REQUEST: Select every line in the items below that contains the string "sweater", and copy each one. Matching is case-sensitive.

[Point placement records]
******************************

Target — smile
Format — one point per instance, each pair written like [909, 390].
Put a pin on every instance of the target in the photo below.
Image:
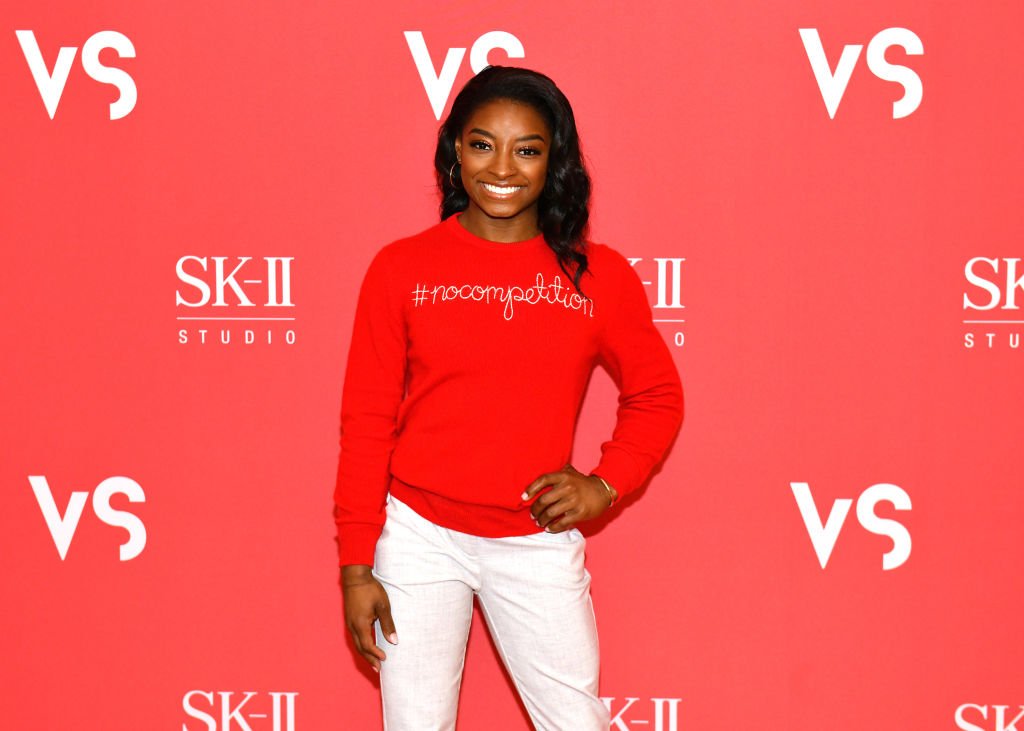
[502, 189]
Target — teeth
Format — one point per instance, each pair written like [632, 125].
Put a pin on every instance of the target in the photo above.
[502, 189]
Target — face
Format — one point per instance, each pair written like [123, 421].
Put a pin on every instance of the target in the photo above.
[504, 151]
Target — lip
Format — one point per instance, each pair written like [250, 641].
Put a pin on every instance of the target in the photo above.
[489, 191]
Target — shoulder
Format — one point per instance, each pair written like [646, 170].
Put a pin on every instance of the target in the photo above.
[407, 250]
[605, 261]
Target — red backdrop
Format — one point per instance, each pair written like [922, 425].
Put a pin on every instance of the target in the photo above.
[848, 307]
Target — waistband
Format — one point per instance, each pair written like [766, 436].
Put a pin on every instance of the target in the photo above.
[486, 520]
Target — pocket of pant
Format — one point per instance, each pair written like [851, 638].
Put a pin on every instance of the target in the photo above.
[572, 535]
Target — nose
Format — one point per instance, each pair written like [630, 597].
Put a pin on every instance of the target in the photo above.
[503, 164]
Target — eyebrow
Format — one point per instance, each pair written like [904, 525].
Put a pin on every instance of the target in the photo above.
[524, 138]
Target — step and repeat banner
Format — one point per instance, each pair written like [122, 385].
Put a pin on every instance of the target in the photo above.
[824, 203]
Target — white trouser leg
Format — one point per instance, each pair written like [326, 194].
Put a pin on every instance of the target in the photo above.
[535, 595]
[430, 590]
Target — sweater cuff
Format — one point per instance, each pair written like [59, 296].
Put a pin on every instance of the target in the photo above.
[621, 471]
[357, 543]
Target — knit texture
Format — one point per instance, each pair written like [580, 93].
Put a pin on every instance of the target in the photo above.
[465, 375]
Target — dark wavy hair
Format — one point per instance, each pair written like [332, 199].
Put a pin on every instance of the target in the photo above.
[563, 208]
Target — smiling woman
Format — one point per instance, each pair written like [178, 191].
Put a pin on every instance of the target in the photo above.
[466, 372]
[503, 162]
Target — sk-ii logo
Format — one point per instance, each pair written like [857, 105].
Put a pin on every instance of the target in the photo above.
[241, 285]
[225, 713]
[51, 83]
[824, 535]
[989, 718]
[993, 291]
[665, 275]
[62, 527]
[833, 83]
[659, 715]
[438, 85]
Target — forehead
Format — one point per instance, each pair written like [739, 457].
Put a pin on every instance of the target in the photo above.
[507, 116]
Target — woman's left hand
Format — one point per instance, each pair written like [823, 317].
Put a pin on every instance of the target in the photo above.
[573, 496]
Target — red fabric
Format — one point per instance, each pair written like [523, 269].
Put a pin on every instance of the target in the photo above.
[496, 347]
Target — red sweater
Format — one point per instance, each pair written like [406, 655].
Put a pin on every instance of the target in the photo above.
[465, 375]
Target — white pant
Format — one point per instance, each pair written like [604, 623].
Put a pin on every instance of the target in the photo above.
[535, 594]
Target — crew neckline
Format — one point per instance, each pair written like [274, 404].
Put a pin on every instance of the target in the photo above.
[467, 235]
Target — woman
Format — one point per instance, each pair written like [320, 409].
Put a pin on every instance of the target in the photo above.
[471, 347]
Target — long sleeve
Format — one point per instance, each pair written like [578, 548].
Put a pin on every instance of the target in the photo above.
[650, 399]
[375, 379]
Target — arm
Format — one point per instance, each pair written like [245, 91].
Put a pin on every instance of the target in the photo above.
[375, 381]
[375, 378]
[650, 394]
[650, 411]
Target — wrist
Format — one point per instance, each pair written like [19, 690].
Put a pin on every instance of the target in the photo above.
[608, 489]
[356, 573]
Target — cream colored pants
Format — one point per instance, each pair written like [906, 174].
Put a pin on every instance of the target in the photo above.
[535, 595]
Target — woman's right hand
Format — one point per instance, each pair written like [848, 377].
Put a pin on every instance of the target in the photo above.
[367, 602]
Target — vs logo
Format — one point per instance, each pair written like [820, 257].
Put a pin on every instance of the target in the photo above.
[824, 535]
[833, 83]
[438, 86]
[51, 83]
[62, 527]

******************************

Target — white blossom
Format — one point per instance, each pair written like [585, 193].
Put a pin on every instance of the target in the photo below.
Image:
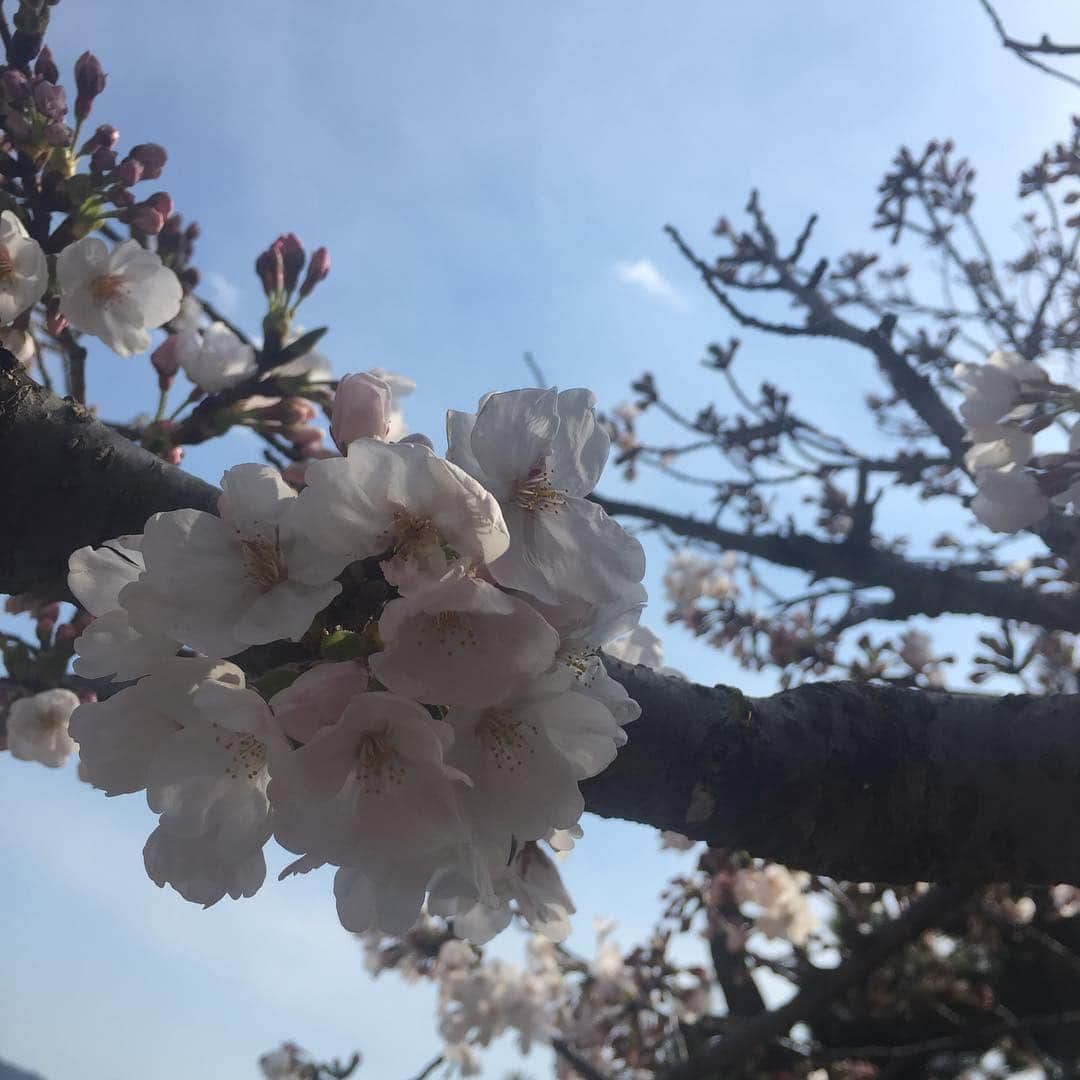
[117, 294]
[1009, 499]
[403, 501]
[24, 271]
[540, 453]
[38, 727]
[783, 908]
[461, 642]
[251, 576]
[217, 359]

******************************

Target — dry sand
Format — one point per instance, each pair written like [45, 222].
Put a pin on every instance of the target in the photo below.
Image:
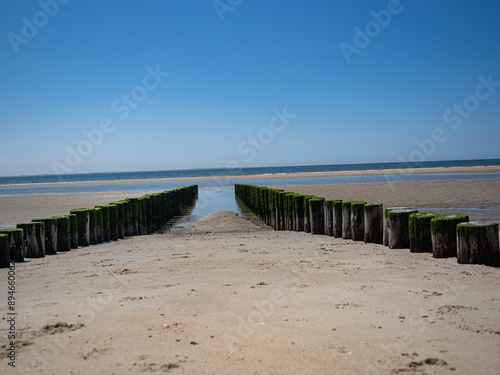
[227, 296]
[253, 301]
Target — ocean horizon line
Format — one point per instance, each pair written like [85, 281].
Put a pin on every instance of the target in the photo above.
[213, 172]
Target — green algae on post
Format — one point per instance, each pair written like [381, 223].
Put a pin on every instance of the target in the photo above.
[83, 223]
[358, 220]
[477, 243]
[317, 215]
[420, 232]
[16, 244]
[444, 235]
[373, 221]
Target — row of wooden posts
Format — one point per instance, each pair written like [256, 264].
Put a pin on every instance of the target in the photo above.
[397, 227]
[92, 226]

******************************

RESULT FOR THIS EXERCISE:
Target — sweater cuff
Target — red sweater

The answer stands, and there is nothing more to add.